Pointing dataset records:
+-------+

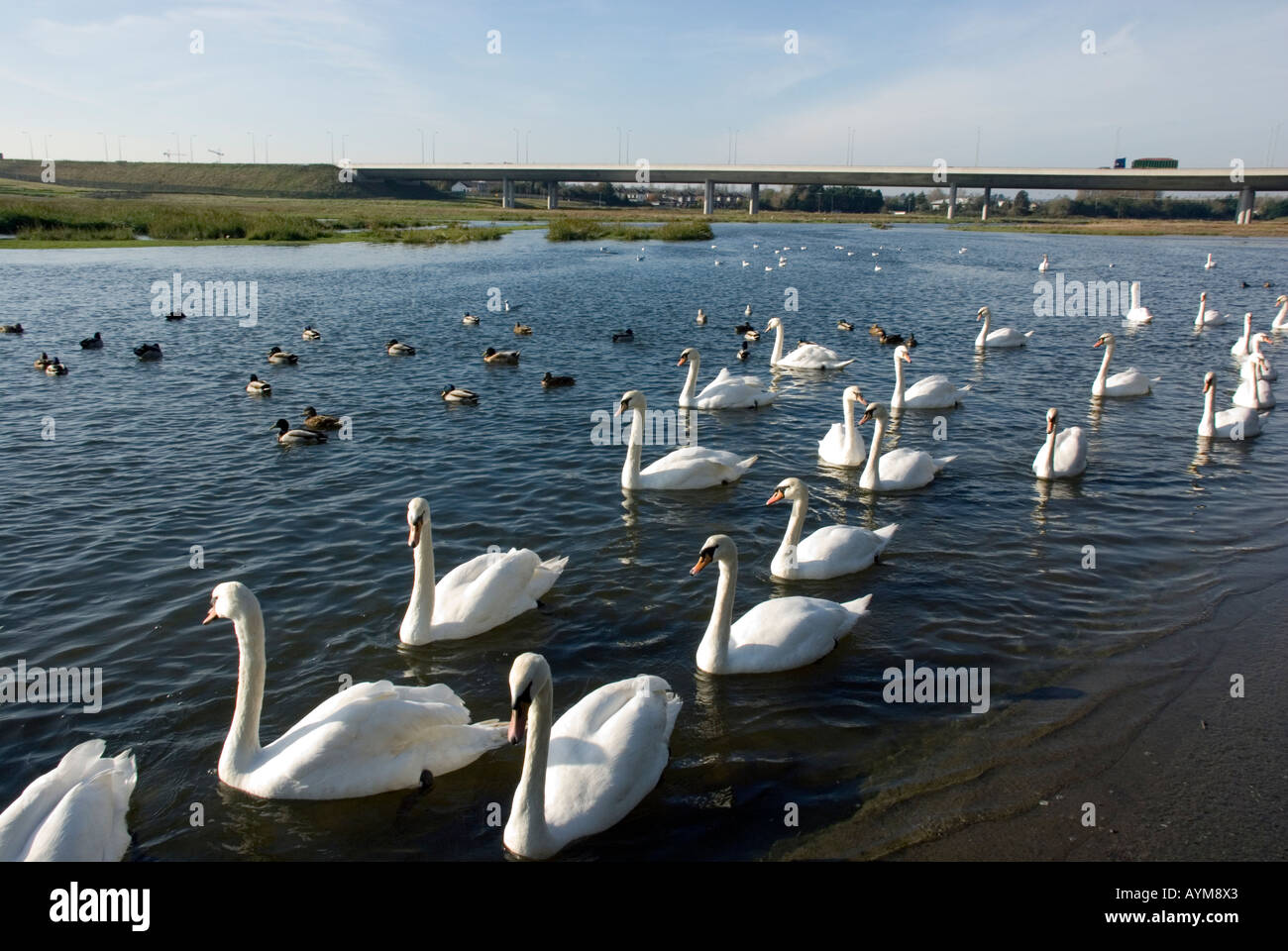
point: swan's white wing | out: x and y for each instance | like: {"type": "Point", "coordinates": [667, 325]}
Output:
{"type": "Point", "coordinates": [606, 753]}
{"type": "Point", "coordinates": [905, 468]}
{"type": "Point", "coordinates": [786, 633]}
{"type": "Point", "coordinates": [840, 549]}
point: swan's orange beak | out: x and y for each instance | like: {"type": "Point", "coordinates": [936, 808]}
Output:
{"type": "Point", "coordinates": [518, 723]}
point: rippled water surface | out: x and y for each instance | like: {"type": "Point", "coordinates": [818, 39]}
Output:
{"type": "Point", "coordinates": [987, 569]}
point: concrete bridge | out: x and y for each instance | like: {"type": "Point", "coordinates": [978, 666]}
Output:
{"type": "Point", "coordinates": [1245, 182]}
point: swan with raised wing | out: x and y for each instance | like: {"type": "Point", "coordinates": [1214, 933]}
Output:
{"type": "Point", "coordinates": [369, 739]}
{"type": "Point", "coordinates": [1064, 454]}
{"type": "Point", "coordinates": [475, 596]}
{"type": "Point", "coordinates": [897, 470]}
{"type": "Point", "coordinates": [829, 552]}
{"type": "Point", "coordinates": [806, 356]}
{"type": "Point", "coordinates": [927, 393]}
{"type": "Point", "coordinates": [690, 468]}
{"type": "Point", "coordinates": [1129, 381]}
{"type": "Point", "coordinates": [844, 442]}
{"type": "Point", "coordinates": [1000, 338]}
{"type": "Point", "coordinates": [75, 812]}
{"type": "Point", "coordinates": [776, 634]}
{"type": "Point", "coordinates": [725, 392]}
{"type": "Point", "coordinates": [589, 770]}
{"type": "Point", "coordinates": [1237, 423]}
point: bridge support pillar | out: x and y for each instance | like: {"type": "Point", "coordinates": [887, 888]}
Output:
{"type": "Point", "coordinates": [1247, 200]}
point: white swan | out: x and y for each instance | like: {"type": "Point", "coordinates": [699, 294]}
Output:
{"type": "Point", "coordinates": [373, 737]}
{"type": "Point", "coordinates": [588, 771]}
{"type": "Point", "coordinates": [475, 596]}
{"type": "Point", "coordinates": [1064, 454]}
{"type": "Point", "coordinates": [777, 634]}
{"type": "Point", "coordinates": [725, 392]}
{"type": "Point", "coordinates": [1137, 313]}
{"type": "Point", "coordinates": [1243, 346]}
{"type": "Point", "coordinates": [1282, 317]}
{"type": "Point", "coordinates": [844, 442]}
{"type": "Point", "coordinates": [1263, 367]}
{"type": "Point", "coordinates": [1253, 390]}
{"type": "Point", "coordinates": [692, 467]}
{"type": "Point", "coordinates": [72, 813]}
{"type": "Point", "coordinates": [832, 551]}
{"type": "Point", "coordinates": [927, 393]}
{"type": "Point", "coordinates": [900, 468]}
{"type": "Point", "coordinates": [1129, 381]}
{"type": "Point", "coordinates": [1003, 337]}
{"type": "Point", "coordinates": [1206, 317]}
{"type": "Point", "coordinates": [806, 356]}
{"type": "Point", "coordinates": [1239, 423]}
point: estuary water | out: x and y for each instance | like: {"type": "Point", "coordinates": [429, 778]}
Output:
{"type": "Point", "coordinates": [990, 568]}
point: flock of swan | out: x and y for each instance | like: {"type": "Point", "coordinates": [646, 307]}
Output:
{"type": "Point", "coordinates": [584, 772]}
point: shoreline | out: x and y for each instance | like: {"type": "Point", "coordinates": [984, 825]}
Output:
{"type": "Point", "coordinates": [1197, 778]}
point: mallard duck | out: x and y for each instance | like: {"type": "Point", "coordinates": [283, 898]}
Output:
{"type": "Point", "coordinates": [455, 394]}
{"type": "Point", "coordinates": [287, 436]}
{"type": "Point", "coordinates": [314, 420]}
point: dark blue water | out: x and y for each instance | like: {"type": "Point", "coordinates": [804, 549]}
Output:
{"type": "Point", "coordinates": [151, 459]}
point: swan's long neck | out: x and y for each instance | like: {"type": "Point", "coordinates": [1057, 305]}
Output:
{"type": "Point", "coordinates": [983, 331]}
{"type": "Point", "coordinates": [420, 608]}
{"type": "Point", "coordinates": [634, 449]}
{"type": "Point", "coordinates": [243, 746]}
{"type": "Point", "coordinates": [870, 476]}
{"type": "Point", "coordinates": [1104, 365]}
{"type": "Point", "coordinates": [528, 810]}
{"type": "Point", "coordinates": [713, 650]}
{"type": "Point", "coordinates": [691, 381]}
{"type": "Point", "coordinates": [1207, 425]}
{"type": "Point", "coordinates": [851, 433]}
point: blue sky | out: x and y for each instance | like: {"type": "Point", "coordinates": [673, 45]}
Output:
{"type": "Point", "coordinates": [1201, 82]}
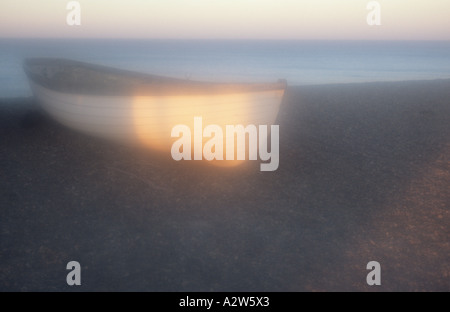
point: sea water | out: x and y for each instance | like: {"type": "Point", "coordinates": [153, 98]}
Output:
{"type": "Point", "coordinates": [300, 62]}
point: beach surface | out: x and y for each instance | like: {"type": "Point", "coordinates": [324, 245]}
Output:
{"type": "Point", "coordinates": [364, 175]}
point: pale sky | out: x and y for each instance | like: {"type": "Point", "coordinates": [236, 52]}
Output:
{"type": "Point", "coordinates": [234, 19]}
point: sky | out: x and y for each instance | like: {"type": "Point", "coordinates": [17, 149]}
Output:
{"type": "Point", "coordinates": [228, 19]}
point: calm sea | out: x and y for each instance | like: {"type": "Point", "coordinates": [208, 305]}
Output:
{"type": "Point", "coordinates": [300, 62]}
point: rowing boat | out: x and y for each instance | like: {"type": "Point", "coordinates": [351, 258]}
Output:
{"type": "Point", "coordinates": [136, 107]}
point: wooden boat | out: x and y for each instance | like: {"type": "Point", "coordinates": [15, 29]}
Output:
{"type": "Point", "coordinates": [131, 106]}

+-------+

● Short exercise: Rewrite the material above as a numbered list, one line per item, skipping blank lines. Cover the whole material and leave the pictures out of the answer.

● Answer to this problem:
1. point: swan's white wing | out: x and y for each instance | like: {"type": "Point", "coordinates": [667, 325]}
2. Output:
3. {"type": "Point", "coordinates": [606, 753]}
4. {"type": "Point", "coordinates": [905, 468]}
5. {"type": "Point", "coordinates": [786, 633]}
6. {"type": "Point", "coordinates": [840, 549]}
7. point: swan's orange beak | out: x and y for each instance | like: {"type": "Point", "coordinates": [936, 808]}
8. Output:
9. {"type": "Point", "coordinates": [518, 723]}
10. point: rippled water surface | out: x and y for each instance | like: {"type": "Point", "coordinates": [818, 39]}
11. Output:
12. {"type": "Point", "coordinates": [987, 569]}
13. point: concrete bridge | out: x and y for each instance | like: {"type": "Point", "coordinates": [978, 666]}
14. Output:
15. {"type": "Point", "coordinates": [1245, 182]}
16. point: swan with raised wing | out: x and y for each instance | like: {"type": "Point", "coordinates": [1214, 933]}
17. Output:
18. {"type": "Point", "coordinates": [369, 739]}
19. {"type": "Point", "coordinates": [1064, 454]}
20. {"type": "Point", "coordinates": [475, 596]}
21. {"type": "Point", "coordinates": [897, 470]}
22. {"type": "Point", "coordinates": [829, 552]}
23. {"type": "Point", "coordinates": [806, 356]}
24. {"type": "Point", "coordinates": [927, 393]}
25. {"type": "Point", "coordinates": [690, 468]}
26. {"type": "Point", "coordinates": [1129, 381]}
27. {"type": "Point", "coordinates": [844, 442]}
28. {"type": "Point", "coordinates": [1000, 338]}
29. {"type": "Point", "coordinates": [75, 812]}
30. {"type": "Point", "coordinates": [776, 634]}
31. {"type": "Point", "coordinates": [725, 392]}
32. {"type": "Point", "coordinates": [589, 770]}
33. {"type": "Point", "coordinates": [1237, 423]}
34. point: bridge support pillar | out: x and y for each instance | like: {"type": "Point", "coordinates": [887, 888]}
35. Output:
36. {"type": "Point", "coordinates": [1247, 200]}
37. point: white swan | out: x and y for each instance | like: {"type": "Point", "coordinates": [699, 294]}
38. Output:
39. {"type": "Point", "coordinates": [373, 737]}
40. {"type": "Point", "coordinates": [588, 771]}
41. {"type": "Point", "coordinates": [475, 596]}
42. {"type": "Point", "coordinates": [1064, 454]}
43. {"type": "Point", "coordinates": [777, 634]}
44. {"type": "Point", "coordinates": [725, 392]}
45. {"type": "Point", "coordinates": [1137, 313]}
46. {"type": "Point", "coordinates": [1243, 346]}
47. {"type": "Point", "coordinates": [1282, 317]}
48. {"type": "Point", "coordinates": [844, 442]}
49. {"type": "Point", "coordinates": [1263, 367]}
50. {"type": "Point", "coordinates": [1253, 390]}
51. {"type": "Point", "coordinates": [692, 467]}
52. {"type": "Point", "coordinates": [72, 813]}
53. {"type": "Point", "coordinates": [832, 551]}
54. {"type": "Point", "coordinates": [927, 393]}
55. {"type": "Point", "coordinates": [900, 468]}
56. {"type": "Point", "coordinates": [1129, 381]}
57. {"type": "Point", "coordinates": [1003, 337]}
58. {"type": "Point", "coordinates": [1206, 317]}
59. {"type": "Point", "coordinates": [806, 356]}
60. {"type": "Point", "coordinates": [1239, 423]}
61. point: estuary water | out: x and y for each instance | like: {"type": "Point", "coordinates": [429, 778]}
62. Output:
63. {"type": "Point", "coordinates": [990, 568]}
64. point: flock of swan | out: x and y for each instance | like: {"type": "Point", "coordinates": [646, 307]}
65. Output:
66. {"type": "Point", "coordinates": [584, 772]}
67. point: shoreline | out: x and y for each instance | like: {"type": "Point", "coordinates": [984, 825]}
68. Output:
69. {"type": "Point", "coordinates": [1197, 778]}
70. point: mallard duck | out: x and y for each instance | like: {"type": "Point", "coordinates": [283, 898]}
71. Output:
72. {"type": "Point", "coordinates": [455, 394]}
73. {"type": "Point", "coordinates": [287, 436]}
74. {"type": "Point", "coordinates": [314, 420]}
75. point: dark blue water | out: x and y for each instance | like: {"type": "Point", "coordinates": [804, 549]}
76. Output:
77. {"type": "Point", "coordinates": [151, 459]}
78. point: swan's long neck | out: x and y for each instance | like: {"type": "Point", "coordinates": [1057, 305]}
79. Output:
80. {"type": "Point", "coordinates": [983, 331]}
81. {"type": "Point", "coordinates": [420, 608]}
82. {"type": "Point", "coordinates": [634, 449]}
83. {"type": "Point", "coordinates": [243, 746]}
84. {"type": "Point", "coordinates": [870, 476]}
85. {"type": "Point", "coordinates": [1104, 365]}
86. {"type": "Point", "coordinates": [528, 810]}
87. {"type": "Point", "coordinates": [713, 650]}
88. {"type": "Point", "coordinates": [691, 381]}
89. {"type": "Point", "coordinates": [1207, 425]}
90. {"type": "Point", "coordinates": [851, 433]}
91. point: blue sky | out: x and y for each instance | like: {"type": "Point", "coordinates": [673, 45]}
92. Output:
93. {"type": "Point", "coordinates": [1201, 82]}
94. point: sea water | out: x and y for each instance | like: {"type": "Point", "coordinates": [153, 98]}
95. Output:
96. {"type": "Point", "coordinates": [300, 62]}
97. point: beach surface | out: x and y for each instance | like: {"type": "Point", "coordinates": [324, 245]}
98. Output:
99. {"type": "Point", "coordinates": [364, 175]}
100. point: pale sky | out: x and y for each instance | like: {"type": "Point", "coordinates": [236, 52]}
101. Output:
102. {"type": "Point", "coordinates": [234, 19]}
103. point: sky | out: x and y for each instance | like: {"type": "Point", "coordinates": [17, 149]}
104. Output:
105. {"type": "Point", "coordinates": [228, 19]}
106. point: calm sea | out: x and y for each instance | like: {"type": "Point", "coordinates": [208, 305]}
107. Output:
108. {"type": "Point", "coordinates": [300, 62]}
109. point: rowing boat | out: x and y for each instance | like: {"type": "Point", "coordinates": [351, 258]}
110. Output:
111. {"type": "Point", "coordinates": [136, 107]}
112. point: wooden boat | out: x and y for each instance | like: {"type": "Point", "coordinates": [15, 29]}
113. Output:
114. {"type": "Point", "coordinates": [131, 106]}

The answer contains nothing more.